→ What you are asked to do: Write out every record below exactly as it stands, leaving the pictures out.

→ Data to examine:
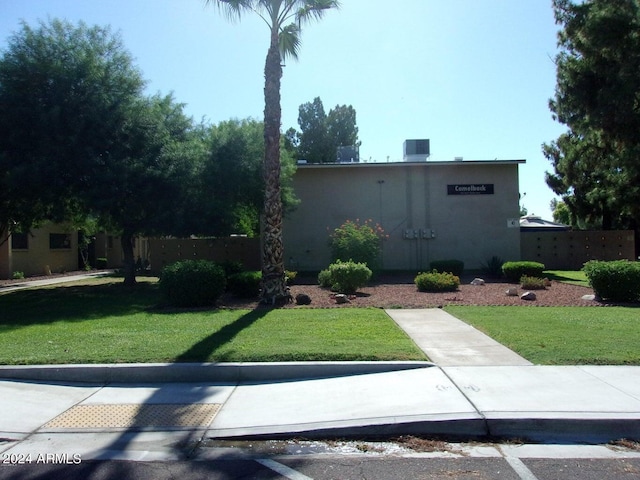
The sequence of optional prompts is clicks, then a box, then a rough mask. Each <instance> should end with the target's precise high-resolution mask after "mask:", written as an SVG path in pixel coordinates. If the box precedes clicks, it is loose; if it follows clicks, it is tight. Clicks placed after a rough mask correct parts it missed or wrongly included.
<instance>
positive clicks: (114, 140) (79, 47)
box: [0, 20, 144, 233]
mask: <svg viewBox="0 0 640 480" xmlns="http://www.w3.org/2000/svg"><path fill="white" fill-rule="evenodd" d="M143 86H144V81H143V79H142V76H141V74H140V72H139V71H138V70H137V69H136V68H135V67H134V66H133V63H132V60H131V57H130V56H129V54H128V53H127V52H126V51H125V50H124V48H123V46H122V42H121V40H120V37H119V36H118V35H114V34H112V33H111V32H110V30H109V29H108V28H101V27H88V26H87V25H85V24H84V23H80V24H79V25H78V26H73V25H71V24H70V23H68V22H64V21H61V20H52V21H51V22H49V23H40V25H39V26H38V27H36V28H32V27H30V26H28V25H27V24H25V23H23V24H22V28H21V29H20V30H19V31H18V32H17V33H15V34H14V35H13V36H12V37H11V38H10V39H9V41H8V46H7V49H6V51H4V52H3V55H2V57H0V106H1V108H0V182H2V185H0V205H1V207H0V233H2V231H6V230H7V229H8V228H9V227H11V228H12V229H14V230H16V229H17V230H23V231H26V230H28V229H29V228H31V226H32V225H34V224H35V223H37V222H38V221H41V220H43V219H56V220H62V219H64V218H65V217H68V216H69V215H70V214H71V212H72V211H74V210H77V209H78V208H80V207H81V205H80V204H81V203H83V198H82V195H80V193H81V192H86V191H88V190H89V189H90V188H92V187H93V186H94V185H93V184H92V180H93V179H94V178H92V177H91V175H90V172H91V168H92V165H94V164H95V163H96V162H100V161H104V159H105V158H106V157H108V156H109V155H110V152H111V151H113V150H114V149H115V148H118V145H119V143H120V140H121V138H120V132H121V131H122V130H123V127H124V125H125V124H126V123H127V121H128V117H129V112H130V108H131V106H132V105H133V104H134V103H135V102H136V100H137V99H138V98H139V96H140V94H141V92H142V88H143Z"/></svg>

→ Worked solution:
The sequence of optional prompts is clicks, then a box, then a rough mask. Each <instance> should end with the target's precise high-resolution mask after "mask:", written as an SVG path in pixel coordinates. If the box precedes clicks, it is loose; if it follows clicks, it is tight. Clicks placed after a rough mask correct parts it missed or wrongly included.
<instance>
positive clicks: (114, 140) (79, 47)
box: [0, 20, 144, 233]
mask: <svg viewBox="0 0 640 480" xmlns="http://www.w3.org/2000/svg"><path fill="white" fill-rule="evenodd" d="M143 86H144V81H143V79H142V76H141V74H140V72H139V71H138V70H137V69H136V68H135V67H134V66H133V63H132V60H131V57H130V56H129V54H128V53H127V52H126V51H125V50H124V48H123V46H122V42H121V40H120V37H119V36H118V35H114V34H112V33H111V32H110V30H109V29H108V28H101V27H88V26H87V25H85V24H84V23H80V24H79V25H78V26H73V25H71V24H70V23H68V22H64V21H61V20H52V21H51V22H49V23H40V25H39V26H38V27H36V28H32V27H30V26H28V25H27V24H25V23H23V24H22V28H21V29H20V30H19V31H18V32H17V33H15V34H14V35H13V36H12V37H11V38H10V39H9V41H8V46H7V49H6V51H4V52H3V55H2V57H0V106H1V108H0V182H2V185H0V205H1V207H0V233H2V231H6V230H7V229H8V228H9V227H11V228H12V229H14V230H16V229H17V230H23V231H26V230H28V229H29V228H31V226H32V225H34V224H35V223H37V222H38V221H41V220H43V219H56V220H62V219H64V218H65V217H68V216H69V215H70V214H71V212H72V211H74V210H77V209H78V208H80V207H81V205H80V204H81V203H83V198H82V195H80V193H81V192H86V191H88V190H89V189H90V188H92V187H93V186H94V185H93V184H92V180H93V179H94V178H92V177H91V175H90V172H91V168H92V165H94V164H95V163H96V162H100V161H104V159H105V158H106V157H108V156H109V155H110V152H111V151H113V150H114V149H115V148H118V145H119V143H120V140H121V138H120V132H121V131H122V130H123V127H124V125H125V124H126V123H127V121H128V117H129V112H130V108H131V106H132V105H133V104H134V103H135V102H136V100H137V99H138V98H139V96H140V94H141V92H142V88H143Z"/></svg>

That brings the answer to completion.